§ **Source document**
____
Data augmentation (transferring to different locations)

Hi, I am looking for applying data augmentation on CIFAR-10, in the way that each image takes different places, let’s say one in the right corner top, another one in the left corner bottom, … I am not sure this is a correct approach, first creating a box around each image by using padding then start transferring images there? I wonder using transforms.RandomAffine is okay for transferring in this way? if so why “translate”, option in that, has to be between 0 and 1?

Thank you,

Would you like to crop the input image at these different positions?
If so, torchvsion.transforms.FiveCrop (or TenCrop) might be usable.

The translate argument is defined as:

translate ( tuple , optional ) – tuple of maximum absolute fraction for horizontal and vertical translations. For example translate=(a, b), then horizontal shift is randomly sampled in the range -img_width * a < dx < img_width * a and vertical shift is randomly sampled in the range -img_height * b < dy < img_height * b. Will not translate by default.

which means it’s used as the relative translation using the image width and height.

Thank you for your response, @ptrblck.

To make sure that I understand it properly, you mean replacing

transform_train = transforms.Compose([
            transforms.RandomCrop(32, padding=4),        
            transforms.RandomRotation(15),              
            transforms.RandomHorizontalFlip(),           
            transforms.ToTensor(),                     
            normalize_transform,                          
        ])
____
§ **Given data**
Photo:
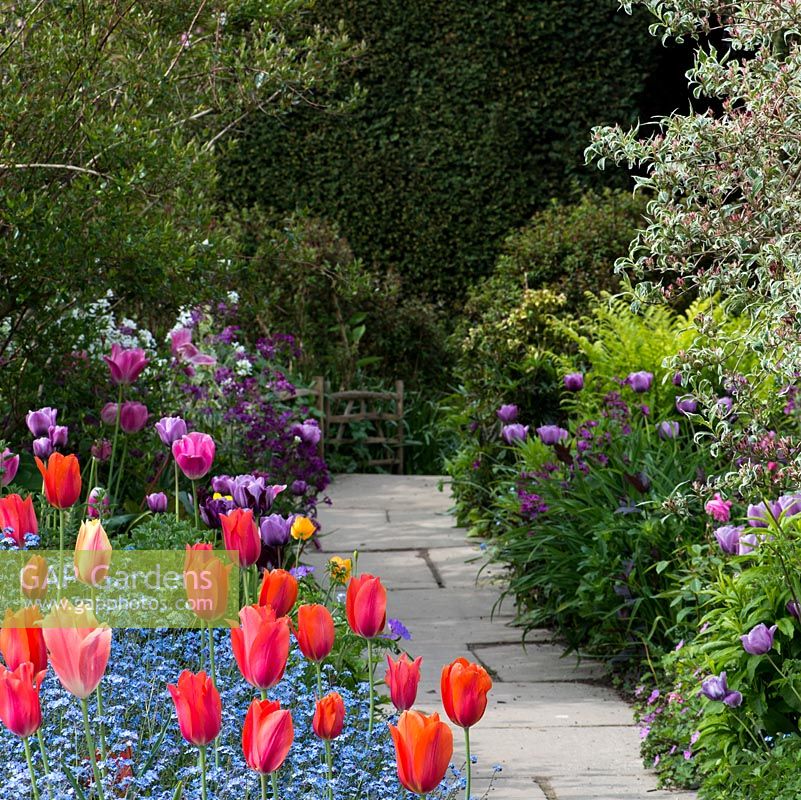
____
§ **Problem requirements**
Check each statement below against the forum thread on data augmentation. For each one, answer yes or no and quote the exact words from the thread that decide it.
1. The translate argument applies a translation by default.
2. The range for the vertical shift depends on the image height.
3. The transform pipeline quoted in the thread includes a random horizontal flip.

§ **Written response**
1. No: "Will not translate by default."
2. Yes: "vertical shift is randomly sampled in the range -img_height * b < dy < img_height * b"
3. Yes: "transforms.RandomHorizontalFlip(),"